══ Página ══
<$BlogRSDURL$>
mil e uma pequenas histórias
14.7.05
 
 
 

A primeira pequena história foi editada em 20 de Agosto de 2002 e, quase três anos depois, o projecto chega ao seu fim com a milésima primeira. Foi uma estrada longa, uma lição de paciente e teimosa persistência que espero nunca esquecer. A todos os que encontrei no caminho, um abraço fraterno.

Mil e uma...

Para andar, basta pôr um pé à frente do outro, e para se chegar ao fim, basta mais um passo. Escrever não é diferente, seja uma pequena história ou mil.
 
 

3 (998)

Estava quase a chegar e admirou-se por não se sentir feliz ou infeliz, mas depois pensou que tudo tem um começo e um fim. Na verdade é sempre assim.

2 (999)

Estava quase a chegar quando lhe ocorreu que talvez nunca chegasse realmente. Foi nesse momento que percebeu afinal que se está sempre em viagem.

1 (1000)

Estava quase a chegar quando pensou voltar para trás, mas a verdade é que há coisas que uma vez postas em marcha não podem ser contrariadas, e quando percebeu isso já tinha chegado.
 
13.7.05
 

4 (997)

O tempo presente

Três, dois, um
ou um, dois, três,
na verdade tanto faz
o tempo passa a correr
estamos sempre a chegar
estamos sempre a partir e
o fim e o começo
são afinal a mesma coisa
o tempo que falta
o tempo que passou
na verdade tanto faz
três, dois, um
ou um, dois, três
 
 

5 (996)

Em queda livre

Quando digo a mim mesmo, “Não hesites, vai em frente”, o que faço muitas vezes, penso de imediato naquela frase infeliz que falava de estar à beira do abismo e dar um passo em frente. Mas logo acrescento que às vezes é preciso cair, é necessário acreditar e, quem sabe, erguermo-nos no ar e voar para muito longe. Porque é afinal de paradoxos como estes que a vida é feita.
 
 

6 (995)

Na estrada de Damasco

Você vai ter tudo o que precisa, diz-me uma mulher que não conheço, na fila do autocarro. Você é um homem bom, a vida vai correr-lhe bem, afirma-me um mendigo a quem dou algumas moedas. Acredite que é possível e mude a sua vida, anuncia-me o horóscopo numa das últimas páginas do jornal diário. E eu, que gosto de seguir as minhas próprias opiniões, fico a pensar que têm razão, que pouco a pouco, com muita paciência e persistência, tenho seguido o meu caminho, este mesmo que construo enquanto avanço, e que só me pode levar onde tenho de ir.
 
12.7.05
 

7 (994)
═══
# Tarefa do exercício 1:
Responda a estas perguntas sobre a página:
(a) Em que data foi editada a primeira pequena história?
(b) Em "Na estrada de Damasco", onde se encontra a mulher desconhecida que fala com o narrador?
(c) Que título tem o texto numerado "4 (997)"?
A página e a listagem não têm qualquer relação entre si.
══ Material fornecido ══
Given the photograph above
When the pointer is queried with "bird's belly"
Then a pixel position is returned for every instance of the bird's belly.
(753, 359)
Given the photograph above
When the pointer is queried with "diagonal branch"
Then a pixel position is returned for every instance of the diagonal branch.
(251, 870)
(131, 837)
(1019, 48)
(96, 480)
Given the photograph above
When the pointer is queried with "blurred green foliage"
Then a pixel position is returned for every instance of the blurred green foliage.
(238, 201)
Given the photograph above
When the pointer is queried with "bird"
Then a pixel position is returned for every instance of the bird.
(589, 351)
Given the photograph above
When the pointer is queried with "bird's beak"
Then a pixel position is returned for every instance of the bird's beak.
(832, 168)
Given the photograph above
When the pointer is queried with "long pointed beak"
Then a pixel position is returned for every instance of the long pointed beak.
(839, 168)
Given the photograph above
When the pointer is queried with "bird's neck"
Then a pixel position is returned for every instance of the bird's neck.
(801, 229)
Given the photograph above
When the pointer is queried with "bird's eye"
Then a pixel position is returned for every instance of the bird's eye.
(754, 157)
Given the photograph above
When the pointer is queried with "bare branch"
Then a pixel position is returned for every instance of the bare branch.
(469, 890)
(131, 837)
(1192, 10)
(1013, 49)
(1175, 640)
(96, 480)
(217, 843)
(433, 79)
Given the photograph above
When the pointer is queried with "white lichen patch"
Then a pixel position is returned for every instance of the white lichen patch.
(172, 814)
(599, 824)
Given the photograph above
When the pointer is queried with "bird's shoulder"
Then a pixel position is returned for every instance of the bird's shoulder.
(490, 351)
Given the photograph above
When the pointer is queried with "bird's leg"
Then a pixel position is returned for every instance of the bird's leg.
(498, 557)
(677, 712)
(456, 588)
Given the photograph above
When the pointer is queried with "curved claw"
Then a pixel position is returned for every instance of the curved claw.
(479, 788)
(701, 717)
═══
# Tarefa do exercício 2:
Filtre a listagem e copie todas as linhas que contêm a palavra "green".

# Resposta à tarefa 1:
(a) Em 20 de Agosto de 2002.
(b) Na fila do autocarro.
(c) "O tempo presente".

# Resposta à tarefa 2:
When the pointer is queried with "blurred green foliage"
Then a pixel position is returned for every instance of the blurred green foliage.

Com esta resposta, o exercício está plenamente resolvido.